Quote the forum post below about oversized NumPy array files in full, word for word.
----- Source document -----
3

I'm creating datset of windowed data for deep learning. I generated the data as numpy arrays 4 arrays with shape (141038, 360) and 1 array for labels of shape (141038, ). I saved the arrays in npz file but the file size is too big 1.5 GB. I'm new to python and programming so don't have idea how big should the file size be. However I converted the arrays to Pandas dataframes and Memory usage was in the same range. The Problem that I have 6 files with 9 GB and probably another dataset with overlapping which is 7 times larger so it would be 63 GB possibly.

  • Is such a file size realistic or have I done something wrong? (it's just a file with some numbers not a game)

  • Is there another format to save my arrays with less memory usage? (I tried HFD5 but I got the same file size)

  • I tried to change datatypes and it reduced the size slightly. (3 arrays (f8), 1 (int8), 1 (uint8)) is there other datatypes which could reduce the size more? for 0/1 values is there another datatype more efficient than (uint)?
----- Recorded information -----
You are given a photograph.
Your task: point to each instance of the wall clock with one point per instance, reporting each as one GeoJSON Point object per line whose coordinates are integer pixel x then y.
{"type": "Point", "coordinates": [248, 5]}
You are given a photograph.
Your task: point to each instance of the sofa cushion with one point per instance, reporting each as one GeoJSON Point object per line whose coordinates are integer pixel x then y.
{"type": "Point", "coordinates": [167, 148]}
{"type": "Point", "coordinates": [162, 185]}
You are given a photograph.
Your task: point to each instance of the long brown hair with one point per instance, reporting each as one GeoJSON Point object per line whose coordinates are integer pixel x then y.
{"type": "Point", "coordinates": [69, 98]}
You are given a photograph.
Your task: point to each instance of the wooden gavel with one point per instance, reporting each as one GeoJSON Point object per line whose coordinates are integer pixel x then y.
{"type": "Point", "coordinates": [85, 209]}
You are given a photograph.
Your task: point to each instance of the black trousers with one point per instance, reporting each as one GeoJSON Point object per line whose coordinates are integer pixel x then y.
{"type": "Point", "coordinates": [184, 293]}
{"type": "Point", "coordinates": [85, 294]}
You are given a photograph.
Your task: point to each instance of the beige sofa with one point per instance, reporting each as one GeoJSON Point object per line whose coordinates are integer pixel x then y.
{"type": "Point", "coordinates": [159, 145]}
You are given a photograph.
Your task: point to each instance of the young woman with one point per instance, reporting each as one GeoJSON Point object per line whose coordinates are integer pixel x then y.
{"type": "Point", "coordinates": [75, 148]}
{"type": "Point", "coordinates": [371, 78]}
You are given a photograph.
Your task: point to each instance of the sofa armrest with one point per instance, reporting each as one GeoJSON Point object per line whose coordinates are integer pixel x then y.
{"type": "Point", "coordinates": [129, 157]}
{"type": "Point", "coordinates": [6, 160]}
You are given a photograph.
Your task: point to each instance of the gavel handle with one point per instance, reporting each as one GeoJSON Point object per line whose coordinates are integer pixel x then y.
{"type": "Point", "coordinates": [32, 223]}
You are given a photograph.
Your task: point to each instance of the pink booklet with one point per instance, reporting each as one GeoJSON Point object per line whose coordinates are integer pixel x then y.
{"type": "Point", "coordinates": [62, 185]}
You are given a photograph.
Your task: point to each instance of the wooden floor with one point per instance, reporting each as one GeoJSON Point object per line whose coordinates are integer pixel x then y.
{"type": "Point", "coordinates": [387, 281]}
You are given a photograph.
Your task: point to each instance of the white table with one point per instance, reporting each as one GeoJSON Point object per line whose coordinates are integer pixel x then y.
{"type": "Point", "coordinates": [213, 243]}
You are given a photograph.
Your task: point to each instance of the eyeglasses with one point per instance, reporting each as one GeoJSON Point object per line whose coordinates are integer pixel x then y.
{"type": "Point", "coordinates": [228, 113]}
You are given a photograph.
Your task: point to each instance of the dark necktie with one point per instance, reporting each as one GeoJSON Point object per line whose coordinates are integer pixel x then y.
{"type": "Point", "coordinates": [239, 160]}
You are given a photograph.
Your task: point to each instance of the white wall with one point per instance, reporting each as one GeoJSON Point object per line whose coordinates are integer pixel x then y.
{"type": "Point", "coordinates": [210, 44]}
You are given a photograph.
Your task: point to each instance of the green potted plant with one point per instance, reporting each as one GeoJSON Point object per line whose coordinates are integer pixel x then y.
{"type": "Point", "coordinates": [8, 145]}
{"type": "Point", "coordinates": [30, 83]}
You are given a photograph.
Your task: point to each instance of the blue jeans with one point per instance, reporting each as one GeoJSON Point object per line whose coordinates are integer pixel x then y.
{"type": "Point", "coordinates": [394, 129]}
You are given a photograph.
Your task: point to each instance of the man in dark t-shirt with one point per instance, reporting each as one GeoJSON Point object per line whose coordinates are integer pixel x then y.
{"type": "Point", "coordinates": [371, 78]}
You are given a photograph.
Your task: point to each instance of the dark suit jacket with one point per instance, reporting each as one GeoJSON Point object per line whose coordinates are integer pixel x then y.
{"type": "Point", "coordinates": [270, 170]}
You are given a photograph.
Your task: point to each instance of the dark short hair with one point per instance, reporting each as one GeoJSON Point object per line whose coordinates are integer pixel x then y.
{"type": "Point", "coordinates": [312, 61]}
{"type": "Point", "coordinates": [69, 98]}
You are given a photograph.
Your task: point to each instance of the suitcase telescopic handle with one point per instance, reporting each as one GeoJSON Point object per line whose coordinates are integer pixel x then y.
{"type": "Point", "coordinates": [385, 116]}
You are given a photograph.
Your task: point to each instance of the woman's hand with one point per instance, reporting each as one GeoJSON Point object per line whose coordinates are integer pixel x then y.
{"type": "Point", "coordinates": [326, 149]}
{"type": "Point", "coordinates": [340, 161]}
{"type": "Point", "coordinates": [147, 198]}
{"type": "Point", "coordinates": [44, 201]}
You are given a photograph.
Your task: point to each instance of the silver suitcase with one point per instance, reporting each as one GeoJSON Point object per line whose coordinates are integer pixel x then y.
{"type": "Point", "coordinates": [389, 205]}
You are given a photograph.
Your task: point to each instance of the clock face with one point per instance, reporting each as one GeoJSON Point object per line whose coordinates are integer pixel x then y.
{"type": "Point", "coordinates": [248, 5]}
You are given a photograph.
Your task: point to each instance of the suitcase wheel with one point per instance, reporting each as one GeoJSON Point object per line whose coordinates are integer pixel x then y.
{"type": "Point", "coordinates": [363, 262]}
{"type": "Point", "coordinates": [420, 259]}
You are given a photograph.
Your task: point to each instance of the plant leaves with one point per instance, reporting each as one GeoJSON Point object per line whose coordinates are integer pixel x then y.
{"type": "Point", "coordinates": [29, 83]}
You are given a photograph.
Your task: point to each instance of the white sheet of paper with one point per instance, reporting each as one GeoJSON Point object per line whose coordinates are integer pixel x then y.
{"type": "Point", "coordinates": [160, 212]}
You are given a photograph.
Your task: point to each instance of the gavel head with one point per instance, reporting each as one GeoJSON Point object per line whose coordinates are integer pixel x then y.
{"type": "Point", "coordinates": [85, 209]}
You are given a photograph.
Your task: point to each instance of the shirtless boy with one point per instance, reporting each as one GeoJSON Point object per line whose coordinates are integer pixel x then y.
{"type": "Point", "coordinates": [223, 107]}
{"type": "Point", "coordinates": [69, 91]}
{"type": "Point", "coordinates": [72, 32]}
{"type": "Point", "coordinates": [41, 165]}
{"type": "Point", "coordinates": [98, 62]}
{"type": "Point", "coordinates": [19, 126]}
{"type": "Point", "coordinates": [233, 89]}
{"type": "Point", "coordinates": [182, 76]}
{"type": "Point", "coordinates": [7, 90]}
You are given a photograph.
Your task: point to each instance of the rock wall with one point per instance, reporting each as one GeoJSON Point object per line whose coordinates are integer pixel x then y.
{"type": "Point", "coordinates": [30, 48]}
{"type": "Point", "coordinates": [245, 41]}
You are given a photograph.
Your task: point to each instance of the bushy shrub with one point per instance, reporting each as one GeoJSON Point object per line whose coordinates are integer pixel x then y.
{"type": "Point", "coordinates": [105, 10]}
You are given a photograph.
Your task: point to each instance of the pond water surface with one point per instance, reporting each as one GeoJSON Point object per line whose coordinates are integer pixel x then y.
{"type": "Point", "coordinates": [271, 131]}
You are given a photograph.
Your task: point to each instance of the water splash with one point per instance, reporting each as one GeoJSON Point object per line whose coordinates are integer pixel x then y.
-----
→ Output of the task:
3

I'm creating datset of windowed data for deep learning. I generated the data as numpy arrays 4 arrays with shape (141038, 360) and 1 array for labels of shape (141038, ). I saved the arrays in npz file but the file size is too big 1.5 GB. I'm new to python and programming so don't have idea how big should the file size be. However I converted the arrays to Pandas dataframes and Memory usage was in the same range. The Problem that I have 6 files with 9 GB and probably another dataset with overlapping which is 7 times larger so it would be 63 GB possibly.

  • Is such a file size realistic or have I done something wrong? (it's just a file with some numbers not a game)

  • Is there another format to save my arrays with less memory usage? (I tried HFD5 but I got the same file size)

  • I tried to change datatypes and it reduced the size slightly. (3 arrays (f8), 1 (int8), 1 (uint8)) is there other datatypes which could reduce the size more? for 0/1 values is there another datatype more efficient than (uint)?